## Task goal
Please show every line in the items below that contains the word "dark".

## Entries shown
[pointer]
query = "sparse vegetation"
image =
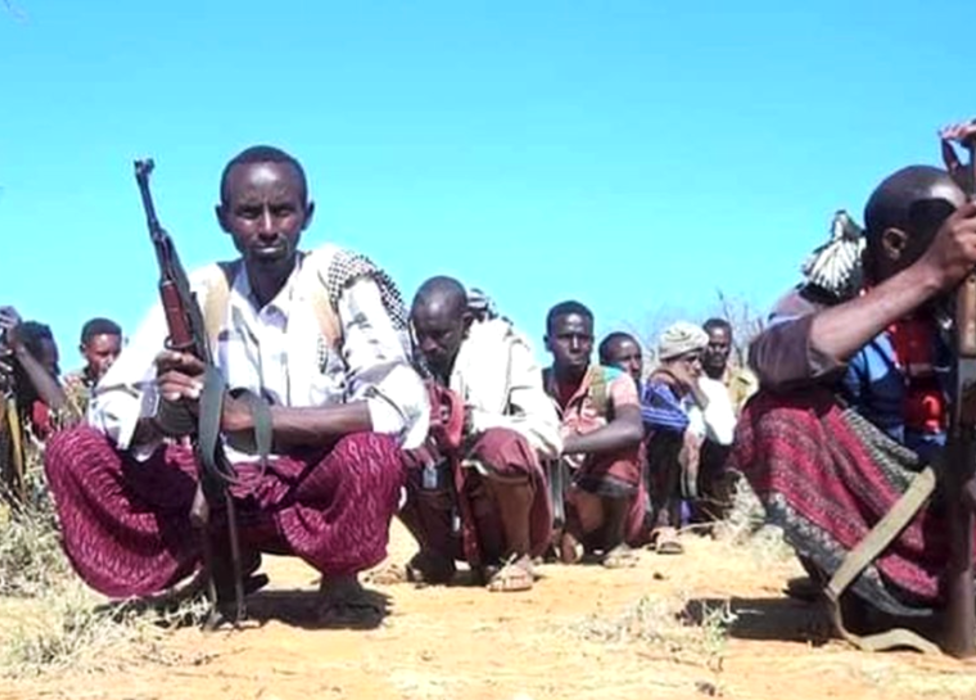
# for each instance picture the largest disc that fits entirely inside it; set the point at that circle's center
(61, 623)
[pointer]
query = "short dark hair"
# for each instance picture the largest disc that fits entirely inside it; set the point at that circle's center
(614, 338)
(262, 154)
(715, 323)
(99, 326)
(442, 288)
(906, 200)
(33, 334)
(565, 308)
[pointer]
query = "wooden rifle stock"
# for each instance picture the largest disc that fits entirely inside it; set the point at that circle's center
(187, 333)
(959, 628)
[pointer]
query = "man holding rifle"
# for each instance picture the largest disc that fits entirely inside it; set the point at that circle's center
(848, 436)
(319, 338)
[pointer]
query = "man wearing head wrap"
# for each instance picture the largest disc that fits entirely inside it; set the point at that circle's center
(680, 412)
(854, 401)
(477, 491)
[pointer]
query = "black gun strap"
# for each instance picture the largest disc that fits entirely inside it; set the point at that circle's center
(211, 411)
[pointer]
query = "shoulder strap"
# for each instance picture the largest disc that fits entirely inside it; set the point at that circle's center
(598, 390)
(314, 282)
(218, 293)
(866, 551)
(313, 285)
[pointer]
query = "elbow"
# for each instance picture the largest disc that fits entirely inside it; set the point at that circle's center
(633, 434)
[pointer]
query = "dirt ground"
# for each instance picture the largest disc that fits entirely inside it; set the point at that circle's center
(583, 632)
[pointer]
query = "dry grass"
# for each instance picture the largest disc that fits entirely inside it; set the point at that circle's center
(53, 621)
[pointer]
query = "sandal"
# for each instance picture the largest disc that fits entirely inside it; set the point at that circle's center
(620, 557)
(514, 576)
(345, 602)
(666, 541)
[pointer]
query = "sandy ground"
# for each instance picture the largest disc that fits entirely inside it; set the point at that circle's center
(583, 632)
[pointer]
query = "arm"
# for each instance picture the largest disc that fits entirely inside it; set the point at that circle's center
(623, 432)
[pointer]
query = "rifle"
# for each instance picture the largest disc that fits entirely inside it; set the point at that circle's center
(959, 475)
(187, 333)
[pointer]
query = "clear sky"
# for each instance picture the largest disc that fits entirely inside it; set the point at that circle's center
(636, 155)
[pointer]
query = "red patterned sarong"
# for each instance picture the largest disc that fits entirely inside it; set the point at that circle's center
(827, 476)
(618, 475)
(505, 455)
(126, 528)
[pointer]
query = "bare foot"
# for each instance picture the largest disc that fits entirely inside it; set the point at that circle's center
(345, 602)
(514, 576)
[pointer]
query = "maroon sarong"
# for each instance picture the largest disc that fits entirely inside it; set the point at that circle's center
(827, 476)
(618, 475)
(506, 455)
(126, 528)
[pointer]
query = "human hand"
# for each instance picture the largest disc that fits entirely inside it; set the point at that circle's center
(10, 322)
(952, 254)
(179, 383)
(963, 133)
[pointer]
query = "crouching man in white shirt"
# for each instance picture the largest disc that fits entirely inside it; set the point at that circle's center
(321, 338)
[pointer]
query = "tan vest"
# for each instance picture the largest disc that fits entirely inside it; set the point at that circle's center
(312, 286)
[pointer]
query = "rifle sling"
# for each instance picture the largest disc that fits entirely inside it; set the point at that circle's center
(211, 411)
(866, 551)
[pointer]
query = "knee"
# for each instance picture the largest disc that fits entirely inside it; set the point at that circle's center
(368, 456)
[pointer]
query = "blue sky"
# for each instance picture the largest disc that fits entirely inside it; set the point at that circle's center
(637, 156)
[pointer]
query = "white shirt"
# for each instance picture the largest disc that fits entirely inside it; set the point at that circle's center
(278, 353)
(717, 421)
(496, 375)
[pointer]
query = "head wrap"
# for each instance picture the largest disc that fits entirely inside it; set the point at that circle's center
(680, 338)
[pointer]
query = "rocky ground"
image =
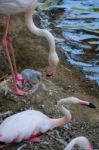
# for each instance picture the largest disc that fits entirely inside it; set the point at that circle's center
(32, 52)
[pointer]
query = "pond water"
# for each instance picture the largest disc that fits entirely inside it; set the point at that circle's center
(75, 24)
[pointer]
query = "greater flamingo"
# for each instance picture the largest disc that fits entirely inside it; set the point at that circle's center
(31, 77)
(81, 141)
(11, 7)
(28, 124)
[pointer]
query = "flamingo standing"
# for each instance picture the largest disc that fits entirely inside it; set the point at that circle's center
(11, 7)
(81, 141)
(28, 124)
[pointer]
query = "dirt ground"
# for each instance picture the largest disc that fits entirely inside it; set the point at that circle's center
(32, 52)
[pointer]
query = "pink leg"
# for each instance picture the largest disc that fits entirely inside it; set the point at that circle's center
(7, 44)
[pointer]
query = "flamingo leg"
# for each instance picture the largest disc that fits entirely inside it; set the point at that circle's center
(7, 44)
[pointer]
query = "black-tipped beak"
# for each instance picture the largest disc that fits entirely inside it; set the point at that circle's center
(49, 75)
(2, 143)
(91, 105)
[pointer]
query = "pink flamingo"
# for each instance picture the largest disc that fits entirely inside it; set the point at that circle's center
(28, 124)
(81, 141)
(10, 7)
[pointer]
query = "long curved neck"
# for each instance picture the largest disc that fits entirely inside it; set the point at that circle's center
(40, 32)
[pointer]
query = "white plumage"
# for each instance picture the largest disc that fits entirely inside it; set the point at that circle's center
(23, 125)
(11, 7)
(15, 6)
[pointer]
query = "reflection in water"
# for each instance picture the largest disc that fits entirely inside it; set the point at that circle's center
(79, 28)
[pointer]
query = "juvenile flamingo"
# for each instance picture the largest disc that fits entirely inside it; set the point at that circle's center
(81, 141)
(11, 7)
(28, 124)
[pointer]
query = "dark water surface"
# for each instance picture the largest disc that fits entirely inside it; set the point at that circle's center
(75, 24)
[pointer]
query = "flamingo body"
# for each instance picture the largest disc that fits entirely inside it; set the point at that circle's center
(25, 124)
(11, 7)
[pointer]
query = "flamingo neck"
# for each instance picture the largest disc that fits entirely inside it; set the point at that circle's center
(39, 32)
(58, 122)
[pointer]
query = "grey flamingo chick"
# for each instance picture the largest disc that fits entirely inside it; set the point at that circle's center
(12, 7)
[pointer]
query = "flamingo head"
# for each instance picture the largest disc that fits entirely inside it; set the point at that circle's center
(53, 63)
(19, 80)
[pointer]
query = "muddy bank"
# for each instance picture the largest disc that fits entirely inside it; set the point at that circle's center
(32, 52)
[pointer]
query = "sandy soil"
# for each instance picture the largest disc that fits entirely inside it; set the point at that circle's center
(32, 52)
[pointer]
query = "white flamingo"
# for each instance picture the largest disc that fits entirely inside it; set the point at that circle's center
(11, 7)
(81, 141)
(28, 124)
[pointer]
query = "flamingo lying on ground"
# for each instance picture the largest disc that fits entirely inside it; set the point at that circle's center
(28, 124)
(81, 142)
(11, 7)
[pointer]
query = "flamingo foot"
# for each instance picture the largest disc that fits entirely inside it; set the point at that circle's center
(33, 138)
(19, 91)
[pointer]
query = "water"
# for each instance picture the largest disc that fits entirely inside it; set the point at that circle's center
(76, 24)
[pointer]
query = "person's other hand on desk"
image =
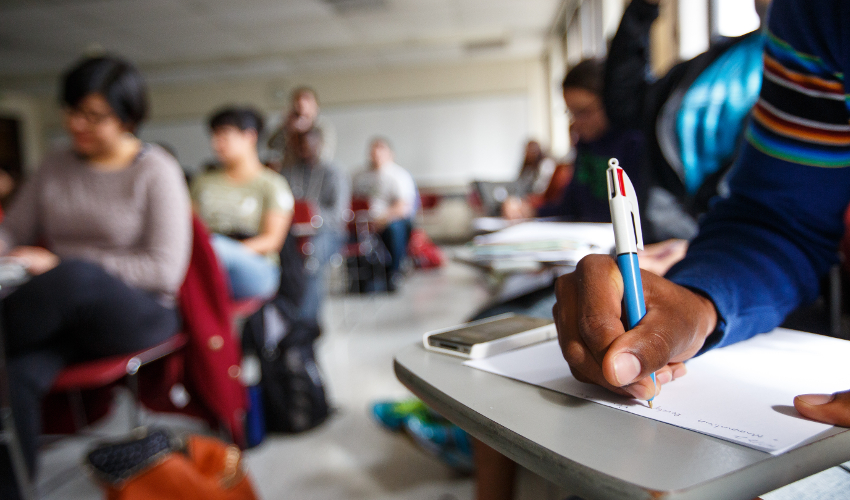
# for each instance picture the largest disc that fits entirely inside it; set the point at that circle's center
(36, 260)
(590, 323)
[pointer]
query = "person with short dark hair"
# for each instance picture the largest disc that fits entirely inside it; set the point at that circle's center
(113, 216)
(327, 191)
(391, 193)
(302, 115)
(246, 206)
(596, 140)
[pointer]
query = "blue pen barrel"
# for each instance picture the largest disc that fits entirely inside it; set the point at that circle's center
(633, 288)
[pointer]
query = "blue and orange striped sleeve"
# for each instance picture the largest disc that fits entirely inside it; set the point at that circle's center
(763, 249)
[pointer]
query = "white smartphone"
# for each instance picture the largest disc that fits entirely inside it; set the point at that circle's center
(486, 337)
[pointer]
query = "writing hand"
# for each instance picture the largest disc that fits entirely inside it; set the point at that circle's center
(660, 257)
(590, 321)
(37, 260)
(828, 408)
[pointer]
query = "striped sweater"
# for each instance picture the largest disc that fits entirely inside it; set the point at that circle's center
(762, 249)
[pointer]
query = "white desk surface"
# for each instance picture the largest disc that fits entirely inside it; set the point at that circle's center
(600, 452)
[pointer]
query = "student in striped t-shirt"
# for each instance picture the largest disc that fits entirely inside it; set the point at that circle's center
(762, 250)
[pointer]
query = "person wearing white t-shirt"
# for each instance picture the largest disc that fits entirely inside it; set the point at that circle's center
(391, 192)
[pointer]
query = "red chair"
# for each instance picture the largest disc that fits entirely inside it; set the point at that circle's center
(106, 371)
(202, 296)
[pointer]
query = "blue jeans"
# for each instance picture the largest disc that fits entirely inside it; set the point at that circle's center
(250, 274)
(396, 236)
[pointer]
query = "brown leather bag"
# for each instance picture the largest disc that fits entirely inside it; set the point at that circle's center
(159, 467)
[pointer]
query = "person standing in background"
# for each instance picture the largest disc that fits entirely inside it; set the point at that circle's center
(114, 218)
(302, 115)
(327, 191)
(246, 206)
(596, 139)
(391, 192)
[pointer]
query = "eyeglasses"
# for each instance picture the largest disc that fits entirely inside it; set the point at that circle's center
(584, 113)
(92, 118)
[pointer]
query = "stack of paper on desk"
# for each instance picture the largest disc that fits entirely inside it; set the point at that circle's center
(742, 393)
(545, 242)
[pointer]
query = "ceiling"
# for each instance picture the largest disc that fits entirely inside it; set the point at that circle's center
(175, 40)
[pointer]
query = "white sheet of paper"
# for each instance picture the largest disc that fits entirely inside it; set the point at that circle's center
(742, 393)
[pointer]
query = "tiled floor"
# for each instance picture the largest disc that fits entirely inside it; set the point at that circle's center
(348, 457)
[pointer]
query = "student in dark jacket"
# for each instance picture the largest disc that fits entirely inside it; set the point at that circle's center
(692, 118)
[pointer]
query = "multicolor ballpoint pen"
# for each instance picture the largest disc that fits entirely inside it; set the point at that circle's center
(623, 203)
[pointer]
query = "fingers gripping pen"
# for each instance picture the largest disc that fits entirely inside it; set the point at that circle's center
(622, 201)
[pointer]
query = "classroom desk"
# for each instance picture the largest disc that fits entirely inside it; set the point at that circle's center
(599, 452)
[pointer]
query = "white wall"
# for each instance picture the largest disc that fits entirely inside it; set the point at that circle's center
(441, 142)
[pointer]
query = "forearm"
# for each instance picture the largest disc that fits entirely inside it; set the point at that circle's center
(270, 240)
(754, 272)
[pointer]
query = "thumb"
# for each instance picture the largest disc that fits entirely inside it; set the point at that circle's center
(827, 408)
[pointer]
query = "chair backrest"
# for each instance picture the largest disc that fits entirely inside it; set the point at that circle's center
(303, 211)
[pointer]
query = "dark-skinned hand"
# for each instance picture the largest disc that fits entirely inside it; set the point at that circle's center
(590, 320)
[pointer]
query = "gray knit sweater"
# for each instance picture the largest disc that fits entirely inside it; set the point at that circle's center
(134, 222)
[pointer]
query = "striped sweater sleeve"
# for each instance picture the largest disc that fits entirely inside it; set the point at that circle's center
(762, 250)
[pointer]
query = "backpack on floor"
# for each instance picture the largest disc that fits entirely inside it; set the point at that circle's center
(424, 253)
(293, 393)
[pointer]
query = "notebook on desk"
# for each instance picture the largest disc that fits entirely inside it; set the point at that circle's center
(741, 393)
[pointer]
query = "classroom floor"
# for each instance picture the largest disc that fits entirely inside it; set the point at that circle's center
(350, 457)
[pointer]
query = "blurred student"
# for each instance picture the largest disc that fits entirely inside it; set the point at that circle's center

## Written response
query = "short dark hair"
query = "dark water surface"
query = "person with short dark hair"
query = "student in dark jacket"
query = "dark-skinned hand"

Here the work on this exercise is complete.